+ lib-radix-treec-make-radix_tree_node_alloc-work-correctly-within-interrupt.patch added to -mm tree

[Date Prev][Date Next][Thread Prev][Thread Next][Date Index][Thread Index]

 



Subject: + lib-radix-treec-make-radix_tree_node_alloc-work-correctly-within-interrupt.patch added to -mm tree
To: jack@xxxxxxx,jaxboe@xxxxxxxxxxxx
From: akpm@xxxxxxxxxxxxxxxxxxxx
Date: Fri, 26 Jul 2013 14:15:35 -0700


The patch titled
     Subject: lib/radix-tree.c: make radix_tree_node_alloc() work correctly within interrupt
has been added to the -mm tree.  Its filename is
     lib-radix-treec-make-radix_tree_node_alloc-work-correctly-within-interrupt.patch

This patch should soon appear at
    http://ozlabs.org/~akpm/mmots/broken-out/lib-radix-treec-make-radix_tree_node_alloc-work-correctly-within-interrupt.patch
and later at
    http://ozlabs.org/~akpm/mmotm/broken-out/lib-radix-treec-make-radix_tree_node_alloc-work-correctly-within-interrupt.patch

Before you just go and hit "reply", please:
   a) Consider who else should be cc'ed
   b) Prefer to cc a suitable mailing list as well
   c) Ideally: find the original patch on the mailing list and do a
      reply-to-all to that, adding suitable additional cc's

*** Remember to use Documentation/SubmitChecklist when testing your code ***

The -mm tree is included into linux-next and is updated
there every 3-4 working days

------------------------------------------------------
From: Jan Kara <jack@xxxxxxx>
Subject: lib/radix-tree.c: make radix_tree_node_alloc() work correctly within interrupt

With users of radix_tree_preload() run from interrupt (block/blk-ioc.c is
one such possible user), the following race can happen:

radix_tree_preload()
...
radix_tree_insert()
  radix_tree_node_alloc()
    if (rtp->nr) {
      ret = rtp->nodes[rtp->nr - 1];
<interrupt>
...
radix_tree_preload()
...
radix_tree_insert()
  radix_tree_node_alloc()
    if (rtp->nr) {
      ret = rtp->nodes[rtp->nr - 1];

And we give out one radix tree node twice.  That clearly results in radix
tree corruption with different results (usually OOPS) depending on which
two users of radix tree race.

Data rows:

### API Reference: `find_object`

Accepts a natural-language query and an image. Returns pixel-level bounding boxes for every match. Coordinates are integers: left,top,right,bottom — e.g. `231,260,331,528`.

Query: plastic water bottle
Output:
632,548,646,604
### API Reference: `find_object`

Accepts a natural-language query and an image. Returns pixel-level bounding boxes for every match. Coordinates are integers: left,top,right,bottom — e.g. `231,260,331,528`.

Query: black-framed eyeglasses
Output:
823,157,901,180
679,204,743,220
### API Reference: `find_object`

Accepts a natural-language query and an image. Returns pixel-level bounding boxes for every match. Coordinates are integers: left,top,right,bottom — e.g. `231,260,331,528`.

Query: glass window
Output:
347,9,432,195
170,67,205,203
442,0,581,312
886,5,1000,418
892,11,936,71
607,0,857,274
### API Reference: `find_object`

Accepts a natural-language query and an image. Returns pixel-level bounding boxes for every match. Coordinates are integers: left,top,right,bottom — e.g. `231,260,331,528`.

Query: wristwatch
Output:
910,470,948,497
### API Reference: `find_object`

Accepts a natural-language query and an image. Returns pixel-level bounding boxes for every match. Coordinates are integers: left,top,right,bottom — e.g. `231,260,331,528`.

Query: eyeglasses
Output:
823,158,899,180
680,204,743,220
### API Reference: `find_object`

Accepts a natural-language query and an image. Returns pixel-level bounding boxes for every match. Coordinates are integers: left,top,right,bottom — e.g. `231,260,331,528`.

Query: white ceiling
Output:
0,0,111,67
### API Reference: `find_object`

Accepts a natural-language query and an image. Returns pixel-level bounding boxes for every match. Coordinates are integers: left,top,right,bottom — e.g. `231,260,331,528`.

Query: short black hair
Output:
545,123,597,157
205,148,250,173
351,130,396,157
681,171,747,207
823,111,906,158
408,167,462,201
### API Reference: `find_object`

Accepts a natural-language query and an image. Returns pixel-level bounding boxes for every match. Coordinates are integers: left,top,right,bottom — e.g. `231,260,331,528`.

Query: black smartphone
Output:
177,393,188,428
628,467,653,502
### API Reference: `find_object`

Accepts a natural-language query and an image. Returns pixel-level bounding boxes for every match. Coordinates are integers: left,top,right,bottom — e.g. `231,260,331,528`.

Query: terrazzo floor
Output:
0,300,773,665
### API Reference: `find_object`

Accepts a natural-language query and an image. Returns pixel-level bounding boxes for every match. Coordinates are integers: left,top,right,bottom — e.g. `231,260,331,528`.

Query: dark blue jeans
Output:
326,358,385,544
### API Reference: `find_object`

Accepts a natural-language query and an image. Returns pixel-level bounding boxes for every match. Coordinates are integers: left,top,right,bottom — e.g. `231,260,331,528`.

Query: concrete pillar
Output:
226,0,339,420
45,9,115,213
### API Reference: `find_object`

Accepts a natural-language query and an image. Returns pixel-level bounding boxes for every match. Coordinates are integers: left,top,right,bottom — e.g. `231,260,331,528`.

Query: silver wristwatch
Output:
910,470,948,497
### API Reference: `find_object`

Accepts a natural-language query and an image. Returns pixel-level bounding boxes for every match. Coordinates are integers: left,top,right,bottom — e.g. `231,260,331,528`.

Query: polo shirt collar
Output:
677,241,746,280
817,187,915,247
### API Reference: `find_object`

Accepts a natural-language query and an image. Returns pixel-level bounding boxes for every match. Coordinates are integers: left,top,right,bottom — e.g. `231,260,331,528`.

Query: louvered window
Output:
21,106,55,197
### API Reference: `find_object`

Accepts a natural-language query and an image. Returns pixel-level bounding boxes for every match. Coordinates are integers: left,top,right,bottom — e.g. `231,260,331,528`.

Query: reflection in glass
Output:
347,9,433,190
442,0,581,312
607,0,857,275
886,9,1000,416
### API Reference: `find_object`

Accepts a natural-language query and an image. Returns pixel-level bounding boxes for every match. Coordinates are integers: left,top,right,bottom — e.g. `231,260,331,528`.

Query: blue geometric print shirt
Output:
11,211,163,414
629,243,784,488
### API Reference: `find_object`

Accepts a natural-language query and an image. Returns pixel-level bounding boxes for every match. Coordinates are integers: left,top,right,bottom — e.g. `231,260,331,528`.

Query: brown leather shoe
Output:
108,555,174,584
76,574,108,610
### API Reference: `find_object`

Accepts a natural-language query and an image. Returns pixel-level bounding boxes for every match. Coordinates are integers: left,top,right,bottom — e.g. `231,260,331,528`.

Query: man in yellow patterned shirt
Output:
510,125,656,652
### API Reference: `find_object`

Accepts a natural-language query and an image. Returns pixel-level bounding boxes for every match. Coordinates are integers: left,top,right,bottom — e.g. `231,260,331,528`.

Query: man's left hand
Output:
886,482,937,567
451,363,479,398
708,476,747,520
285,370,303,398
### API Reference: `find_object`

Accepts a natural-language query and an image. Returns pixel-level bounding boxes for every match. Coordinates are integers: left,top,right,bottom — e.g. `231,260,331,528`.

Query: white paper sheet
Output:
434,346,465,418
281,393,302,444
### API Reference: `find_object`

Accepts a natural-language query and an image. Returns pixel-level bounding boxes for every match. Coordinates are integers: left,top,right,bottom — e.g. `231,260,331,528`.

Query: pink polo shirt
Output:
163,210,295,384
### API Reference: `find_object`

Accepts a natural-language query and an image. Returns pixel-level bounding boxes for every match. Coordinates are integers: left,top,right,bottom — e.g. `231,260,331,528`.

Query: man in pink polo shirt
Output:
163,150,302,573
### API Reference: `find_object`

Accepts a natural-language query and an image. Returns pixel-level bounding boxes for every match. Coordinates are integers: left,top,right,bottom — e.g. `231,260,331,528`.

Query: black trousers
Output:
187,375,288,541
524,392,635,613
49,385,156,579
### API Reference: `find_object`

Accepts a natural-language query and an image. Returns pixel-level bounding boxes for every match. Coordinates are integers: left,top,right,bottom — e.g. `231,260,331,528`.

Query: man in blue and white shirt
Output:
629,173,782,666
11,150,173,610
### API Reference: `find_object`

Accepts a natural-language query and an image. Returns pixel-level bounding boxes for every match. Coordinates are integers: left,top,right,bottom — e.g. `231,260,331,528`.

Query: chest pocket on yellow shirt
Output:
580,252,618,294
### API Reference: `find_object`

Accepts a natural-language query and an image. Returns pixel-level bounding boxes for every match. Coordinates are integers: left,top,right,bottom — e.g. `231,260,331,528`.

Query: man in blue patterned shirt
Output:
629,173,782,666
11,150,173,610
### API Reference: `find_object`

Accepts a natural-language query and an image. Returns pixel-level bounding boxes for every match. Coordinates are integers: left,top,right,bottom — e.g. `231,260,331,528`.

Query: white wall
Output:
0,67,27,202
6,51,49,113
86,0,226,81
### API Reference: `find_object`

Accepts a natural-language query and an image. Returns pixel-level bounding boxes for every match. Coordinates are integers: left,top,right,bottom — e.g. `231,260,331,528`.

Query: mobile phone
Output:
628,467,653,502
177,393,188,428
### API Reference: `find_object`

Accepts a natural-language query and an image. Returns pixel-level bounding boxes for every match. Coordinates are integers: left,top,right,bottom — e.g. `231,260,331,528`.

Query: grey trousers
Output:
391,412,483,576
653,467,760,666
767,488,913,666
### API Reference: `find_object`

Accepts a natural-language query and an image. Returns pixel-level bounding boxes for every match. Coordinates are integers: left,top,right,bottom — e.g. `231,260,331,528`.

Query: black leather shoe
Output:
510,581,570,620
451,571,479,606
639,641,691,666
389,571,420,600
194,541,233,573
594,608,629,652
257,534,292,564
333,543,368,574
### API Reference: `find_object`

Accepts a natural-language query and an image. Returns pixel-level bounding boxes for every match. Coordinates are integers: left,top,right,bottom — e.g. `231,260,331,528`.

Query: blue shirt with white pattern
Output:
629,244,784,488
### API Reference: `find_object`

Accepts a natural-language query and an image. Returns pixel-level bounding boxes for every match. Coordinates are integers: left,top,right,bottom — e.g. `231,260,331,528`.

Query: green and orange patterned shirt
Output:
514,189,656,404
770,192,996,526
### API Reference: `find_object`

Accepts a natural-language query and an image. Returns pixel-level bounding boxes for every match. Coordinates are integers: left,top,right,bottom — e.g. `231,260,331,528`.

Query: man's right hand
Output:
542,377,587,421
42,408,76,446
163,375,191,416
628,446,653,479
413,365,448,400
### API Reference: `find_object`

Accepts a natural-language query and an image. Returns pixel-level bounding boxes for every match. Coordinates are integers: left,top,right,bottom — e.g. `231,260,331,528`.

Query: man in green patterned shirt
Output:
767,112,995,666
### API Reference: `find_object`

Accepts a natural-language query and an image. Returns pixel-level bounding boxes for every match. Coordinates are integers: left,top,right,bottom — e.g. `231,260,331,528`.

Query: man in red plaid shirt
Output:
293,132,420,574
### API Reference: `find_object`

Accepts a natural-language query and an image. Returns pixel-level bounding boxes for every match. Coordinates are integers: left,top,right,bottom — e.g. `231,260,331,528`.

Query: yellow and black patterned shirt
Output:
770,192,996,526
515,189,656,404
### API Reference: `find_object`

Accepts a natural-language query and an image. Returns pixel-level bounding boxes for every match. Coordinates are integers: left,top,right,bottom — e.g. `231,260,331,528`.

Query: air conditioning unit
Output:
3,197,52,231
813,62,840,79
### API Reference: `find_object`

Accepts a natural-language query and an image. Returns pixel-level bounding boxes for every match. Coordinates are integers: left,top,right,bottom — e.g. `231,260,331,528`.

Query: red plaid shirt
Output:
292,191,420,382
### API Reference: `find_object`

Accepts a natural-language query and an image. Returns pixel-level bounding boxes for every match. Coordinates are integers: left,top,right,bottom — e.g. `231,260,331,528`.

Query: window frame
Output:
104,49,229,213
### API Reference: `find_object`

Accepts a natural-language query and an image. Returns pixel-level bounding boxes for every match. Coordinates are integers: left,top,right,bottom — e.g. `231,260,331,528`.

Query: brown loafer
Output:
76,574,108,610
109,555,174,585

Exercise:
Answer these questions from the patch notice:
(a) How often is the -mm tree updated in linux-next?
(b) Which file is named as one possible user of radix_tree_preload() run from interrupt?
(c) What is the usual result of the radix tree corruption that the race causes?
The records are separate material and are unrelated to the patch notice.

Result of this exercise:
(a) Every 3-4 working days.
(b) block/blk-ioc.c.
(c) An OOPS.